Your assignment = Check every line of the entries that follow, and copy the ones containing "below".

-- Records follows --

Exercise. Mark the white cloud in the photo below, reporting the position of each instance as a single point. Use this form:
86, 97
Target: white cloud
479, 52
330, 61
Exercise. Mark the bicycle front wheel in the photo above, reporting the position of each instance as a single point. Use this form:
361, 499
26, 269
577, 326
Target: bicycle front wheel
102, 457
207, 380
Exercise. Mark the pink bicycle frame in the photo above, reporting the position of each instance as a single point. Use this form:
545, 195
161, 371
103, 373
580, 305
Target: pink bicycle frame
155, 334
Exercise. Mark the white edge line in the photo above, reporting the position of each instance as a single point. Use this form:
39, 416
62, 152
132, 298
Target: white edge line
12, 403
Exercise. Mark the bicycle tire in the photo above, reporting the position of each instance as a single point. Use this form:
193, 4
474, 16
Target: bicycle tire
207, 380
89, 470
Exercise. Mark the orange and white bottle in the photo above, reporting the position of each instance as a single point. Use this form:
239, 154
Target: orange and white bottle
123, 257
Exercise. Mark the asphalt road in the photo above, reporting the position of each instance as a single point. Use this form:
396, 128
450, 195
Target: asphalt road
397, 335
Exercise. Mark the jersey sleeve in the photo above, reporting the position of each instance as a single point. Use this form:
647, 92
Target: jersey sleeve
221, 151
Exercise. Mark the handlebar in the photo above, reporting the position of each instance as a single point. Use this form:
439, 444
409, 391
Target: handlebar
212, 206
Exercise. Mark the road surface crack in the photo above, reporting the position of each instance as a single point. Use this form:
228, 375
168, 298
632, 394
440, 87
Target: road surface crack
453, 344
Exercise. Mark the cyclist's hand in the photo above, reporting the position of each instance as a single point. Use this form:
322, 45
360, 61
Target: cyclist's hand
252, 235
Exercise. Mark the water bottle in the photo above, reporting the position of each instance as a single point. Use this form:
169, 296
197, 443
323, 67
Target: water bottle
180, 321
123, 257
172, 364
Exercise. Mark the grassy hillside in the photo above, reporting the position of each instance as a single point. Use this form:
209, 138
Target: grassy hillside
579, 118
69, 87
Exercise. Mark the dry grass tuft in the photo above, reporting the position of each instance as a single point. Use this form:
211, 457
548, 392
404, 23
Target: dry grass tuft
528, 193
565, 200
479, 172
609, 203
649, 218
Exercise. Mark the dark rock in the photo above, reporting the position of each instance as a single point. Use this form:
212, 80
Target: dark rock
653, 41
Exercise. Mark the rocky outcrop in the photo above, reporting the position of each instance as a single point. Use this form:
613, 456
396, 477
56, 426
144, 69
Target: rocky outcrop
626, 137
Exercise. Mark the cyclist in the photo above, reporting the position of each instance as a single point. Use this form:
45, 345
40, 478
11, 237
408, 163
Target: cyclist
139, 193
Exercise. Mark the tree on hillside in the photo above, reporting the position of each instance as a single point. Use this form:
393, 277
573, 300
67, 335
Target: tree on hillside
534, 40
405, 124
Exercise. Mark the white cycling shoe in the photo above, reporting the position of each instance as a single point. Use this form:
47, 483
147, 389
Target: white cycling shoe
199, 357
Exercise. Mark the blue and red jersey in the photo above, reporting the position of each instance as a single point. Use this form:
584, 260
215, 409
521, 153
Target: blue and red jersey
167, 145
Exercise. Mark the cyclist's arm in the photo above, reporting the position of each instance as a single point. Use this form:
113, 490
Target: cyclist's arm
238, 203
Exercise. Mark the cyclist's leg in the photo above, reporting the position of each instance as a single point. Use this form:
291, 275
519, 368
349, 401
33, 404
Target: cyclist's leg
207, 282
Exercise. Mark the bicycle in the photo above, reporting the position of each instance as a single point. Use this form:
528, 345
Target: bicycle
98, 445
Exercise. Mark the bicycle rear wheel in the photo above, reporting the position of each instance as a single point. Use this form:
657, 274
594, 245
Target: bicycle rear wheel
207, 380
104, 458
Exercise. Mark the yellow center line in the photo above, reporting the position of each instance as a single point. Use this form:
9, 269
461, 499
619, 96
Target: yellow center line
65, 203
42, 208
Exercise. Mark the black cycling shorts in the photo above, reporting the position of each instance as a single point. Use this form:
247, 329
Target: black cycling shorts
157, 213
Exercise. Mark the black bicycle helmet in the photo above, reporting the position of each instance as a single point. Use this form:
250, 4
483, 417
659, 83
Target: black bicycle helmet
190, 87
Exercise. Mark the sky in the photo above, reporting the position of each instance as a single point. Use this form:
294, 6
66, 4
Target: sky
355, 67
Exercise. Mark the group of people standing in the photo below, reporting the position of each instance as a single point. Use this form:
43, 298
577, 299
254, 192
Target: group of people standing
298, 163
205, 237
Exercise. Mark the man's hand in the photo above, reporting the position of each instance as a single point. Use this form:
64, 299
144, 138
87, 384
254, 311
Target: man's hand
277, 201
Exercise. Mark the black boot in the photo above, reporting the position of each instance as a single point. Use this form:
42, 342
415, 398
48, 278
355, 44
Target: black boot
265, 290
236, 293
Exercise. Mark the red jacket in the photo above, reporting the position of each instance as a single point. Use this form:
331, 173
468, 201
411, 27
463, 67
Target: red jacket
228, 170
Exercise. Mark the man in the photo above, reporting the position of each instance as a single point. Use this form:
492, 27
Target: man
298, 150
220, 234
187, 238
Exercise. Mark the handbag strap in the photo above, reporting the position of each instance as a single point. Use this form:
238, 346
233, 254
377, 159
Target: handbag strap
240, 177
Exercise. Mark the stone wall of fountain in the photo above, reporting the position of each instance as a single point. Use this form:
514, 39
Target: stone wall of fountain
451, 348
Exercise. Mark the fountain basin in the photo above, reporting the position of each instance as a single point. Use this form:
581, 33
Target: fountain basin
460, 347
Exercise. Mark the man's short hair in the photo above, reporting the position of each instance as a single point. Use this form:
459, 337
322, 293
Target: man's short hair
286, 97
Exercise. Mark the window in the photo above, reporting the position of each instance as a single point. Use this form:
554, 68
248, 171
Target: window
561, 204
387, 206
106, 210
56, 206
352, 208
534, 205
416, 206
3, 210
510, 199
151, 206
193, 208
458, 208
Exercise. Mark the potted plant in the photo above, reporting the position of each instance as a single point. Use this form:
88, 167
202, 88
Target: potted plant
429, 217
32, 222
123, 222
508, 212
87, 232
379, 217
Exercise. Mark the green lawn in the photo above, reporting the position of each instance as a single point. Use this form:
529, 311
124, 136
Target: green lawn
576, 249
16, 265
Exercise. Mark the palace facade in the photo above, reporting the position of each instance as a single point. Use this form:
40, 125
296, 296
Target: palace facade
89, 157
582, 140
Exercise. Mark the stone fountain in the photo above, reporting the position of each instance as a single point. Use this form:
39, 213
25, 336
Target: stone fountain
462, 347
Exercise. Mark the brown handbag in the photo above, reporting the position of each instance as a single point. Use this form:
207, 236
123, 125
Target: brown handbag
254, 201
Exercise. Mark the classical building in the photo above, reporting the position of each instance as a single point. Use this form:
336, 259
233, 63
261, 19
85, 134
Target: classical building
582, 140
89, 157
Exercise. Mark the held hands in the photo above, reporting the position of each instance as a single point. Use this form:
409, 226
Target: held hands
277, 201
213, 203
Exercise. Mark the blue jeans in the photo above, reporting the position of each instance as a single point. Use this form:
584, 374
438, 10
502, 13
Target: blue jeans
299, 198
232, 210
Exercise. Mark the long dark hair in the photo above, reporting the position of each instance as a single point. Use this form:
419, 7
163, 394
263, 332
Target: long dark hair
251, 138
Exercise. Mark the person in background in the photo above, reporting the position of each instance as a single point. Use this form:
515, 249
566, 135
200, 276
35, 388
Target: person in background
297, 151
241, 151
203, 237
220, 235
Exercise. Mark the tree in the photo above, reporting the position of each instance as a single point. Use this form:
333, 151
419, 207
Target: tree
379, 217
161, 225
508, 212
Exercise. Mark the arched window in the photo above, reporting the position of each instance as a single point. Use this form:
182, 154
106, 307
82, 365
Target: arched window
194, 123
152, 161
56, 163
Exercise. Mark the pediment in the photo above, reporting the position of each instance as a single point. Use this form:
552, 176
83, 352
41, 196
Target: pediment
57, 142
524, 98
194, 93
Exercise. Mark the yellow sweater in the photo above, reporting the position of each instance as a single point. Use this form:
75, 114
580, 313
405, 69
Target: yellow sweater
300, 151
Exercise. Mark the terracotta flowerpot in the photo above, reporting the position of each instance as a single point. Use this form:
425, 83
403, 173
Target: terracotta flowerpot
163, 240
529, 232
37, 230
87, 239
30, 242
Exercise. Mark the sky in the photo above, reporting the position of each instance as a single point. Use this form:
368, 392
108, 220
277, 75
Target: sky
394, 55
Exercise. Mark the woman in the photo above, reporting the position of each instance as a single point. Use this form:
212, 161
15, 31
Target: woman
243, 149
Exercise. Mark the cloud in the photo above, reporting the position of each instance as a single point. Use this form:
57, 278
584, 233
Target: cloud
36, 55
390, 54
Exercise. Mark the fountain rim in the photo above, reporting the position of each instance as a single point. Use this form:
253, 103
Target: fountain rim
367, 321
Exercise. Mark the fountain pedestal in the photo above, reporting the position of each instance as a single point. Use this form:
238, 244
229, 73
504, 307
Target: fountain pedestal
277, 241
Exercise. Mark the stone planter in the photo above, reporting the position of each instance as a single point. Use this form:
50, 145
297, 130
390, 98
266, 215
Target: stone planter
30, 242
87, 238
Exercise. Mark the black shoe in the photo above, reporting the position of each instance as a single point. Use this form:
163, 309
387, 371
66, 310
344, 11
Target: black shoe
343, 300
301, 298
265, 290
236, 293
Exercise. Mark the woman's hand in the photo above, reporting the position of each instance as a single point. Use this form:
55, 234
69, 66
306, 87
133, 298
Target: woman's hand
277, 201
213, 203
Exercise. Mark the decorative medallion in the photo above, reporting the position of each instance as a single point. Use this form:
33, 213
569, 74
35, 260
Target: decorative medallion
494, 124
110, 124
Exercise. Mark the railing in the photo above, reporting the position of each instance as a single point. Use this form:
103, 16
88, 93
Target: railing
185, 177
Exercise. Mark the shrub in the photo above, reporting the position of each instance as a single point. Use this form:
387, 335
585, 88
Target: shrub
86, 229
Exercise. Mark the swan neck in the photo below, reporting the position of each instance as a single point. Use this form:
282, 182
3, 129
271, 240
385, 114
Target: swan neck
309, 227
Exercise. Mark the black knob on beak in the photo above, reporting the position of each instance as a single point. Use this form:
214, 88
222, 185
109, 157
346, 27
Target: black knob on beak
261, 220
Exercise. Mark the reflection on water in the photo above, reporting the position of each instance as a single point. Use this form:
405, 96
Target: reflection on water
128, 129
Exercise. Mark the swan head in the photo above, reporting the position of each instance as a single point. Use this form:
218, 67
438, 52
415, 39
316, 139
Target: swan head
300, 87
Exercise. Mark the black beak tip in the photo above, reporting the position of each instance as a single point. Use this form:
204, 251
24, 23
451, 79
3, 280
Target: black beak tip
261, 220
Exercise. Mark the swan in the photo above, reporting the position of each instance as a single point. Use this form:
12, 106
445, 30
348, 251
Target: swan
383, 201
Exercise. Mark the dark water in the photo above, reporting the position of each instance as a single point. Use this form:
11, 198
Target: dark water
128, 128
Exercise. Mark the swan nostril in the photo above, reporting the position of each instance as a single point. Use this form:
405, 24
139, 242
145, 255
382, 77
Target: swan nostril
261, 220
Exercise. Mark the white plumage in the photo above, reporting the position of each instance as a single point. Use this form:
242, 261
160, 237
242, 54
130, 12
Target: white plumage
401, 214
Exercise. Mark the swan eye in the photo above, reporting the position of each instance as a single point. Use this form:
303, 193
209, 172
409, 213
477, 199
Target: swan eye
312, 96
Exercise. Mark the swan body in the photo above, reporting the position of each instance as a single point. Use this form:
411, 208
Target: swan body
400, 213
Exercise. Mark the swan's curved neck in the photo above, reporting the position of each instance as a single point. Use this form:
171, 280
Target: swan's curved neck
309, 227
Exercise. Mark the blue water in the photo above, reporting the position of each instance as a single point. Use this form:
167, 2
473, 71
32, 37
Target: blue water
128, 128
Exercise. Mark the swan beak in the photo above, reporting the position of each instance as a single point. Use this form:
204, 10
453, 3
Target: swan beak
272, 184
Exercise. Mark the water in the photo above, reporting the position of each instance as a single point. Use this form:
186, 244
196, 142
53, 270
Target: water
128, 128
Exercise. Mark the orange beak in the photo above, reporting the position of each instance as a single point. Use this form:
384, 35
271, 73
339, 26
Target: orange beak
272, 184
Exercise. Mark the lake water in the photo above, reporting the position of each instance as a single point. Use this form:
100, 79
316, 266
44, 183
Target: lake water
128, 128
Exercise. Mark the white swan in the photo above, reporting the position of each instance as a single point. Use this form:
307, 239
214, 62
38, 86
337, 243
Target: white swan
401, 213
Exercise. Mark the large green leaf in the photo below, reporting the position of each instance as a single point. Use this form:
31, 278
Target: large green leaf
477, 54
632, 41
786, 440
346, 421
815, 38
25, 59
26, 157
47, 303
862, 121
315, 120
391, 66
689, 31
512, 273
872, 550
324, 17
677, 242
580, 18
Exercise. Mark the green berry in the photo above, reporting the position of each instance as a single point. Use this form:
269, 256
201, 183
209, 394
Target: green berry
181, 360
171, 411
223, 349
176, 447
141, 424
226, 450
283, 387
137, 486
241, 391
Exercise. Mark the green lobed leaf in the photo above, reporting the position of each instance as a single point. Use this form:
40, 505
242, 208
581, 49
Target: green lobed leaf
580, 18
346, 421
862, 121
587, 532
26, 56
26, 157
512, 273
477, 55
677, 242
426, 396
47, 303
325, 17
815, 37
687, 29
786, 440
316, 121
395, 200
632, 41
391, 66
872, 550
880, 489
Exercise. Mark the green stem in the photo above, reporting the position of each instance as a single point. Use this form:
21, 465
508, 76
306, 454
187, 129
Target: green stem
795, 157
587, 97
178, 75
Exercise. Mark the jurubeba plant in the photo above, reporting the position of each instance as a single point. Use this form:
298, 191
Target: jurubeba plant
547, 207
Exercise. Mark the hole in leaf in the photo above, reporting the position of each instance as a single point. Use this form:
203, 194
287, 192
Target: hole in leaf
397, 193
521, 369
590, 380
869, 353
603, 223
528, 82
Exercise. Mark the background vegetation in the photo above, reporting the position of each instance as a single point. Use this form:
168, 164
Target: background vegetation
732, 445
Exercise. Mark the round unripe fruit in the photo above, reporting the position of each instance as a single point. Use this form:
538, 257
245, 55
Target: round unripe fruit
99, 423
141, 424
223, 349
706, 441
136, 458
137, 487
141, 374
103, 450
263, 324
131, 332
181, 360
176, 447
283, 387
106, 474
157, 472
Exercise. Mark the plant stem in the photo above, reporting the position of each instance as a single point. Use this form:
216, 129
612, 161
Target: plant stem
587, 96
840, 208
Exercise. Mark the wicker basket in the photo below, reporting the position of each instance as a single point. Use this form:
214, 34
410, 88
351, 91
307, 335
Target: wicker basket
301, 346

-- Records concluded --

Worked solution =
Exercise. Mark the white cloud in the photo below, reporting the position of each instance as a single point. Use this form:
Exercise. Mark the group of people standing in the photo below, reporting the position of each instance as a single point. Use this form:
Exercise. Mark the swan neck in the photo below, reporting the position of each instance as a single point. Use this form:
Exercise. Mark the large green leaf in the photo below, reporting the position of each instance as a single point. Use this form:
Exercise. Mark the wicker basket in the photo below, reporting the position of each instance as a single point. Use this form:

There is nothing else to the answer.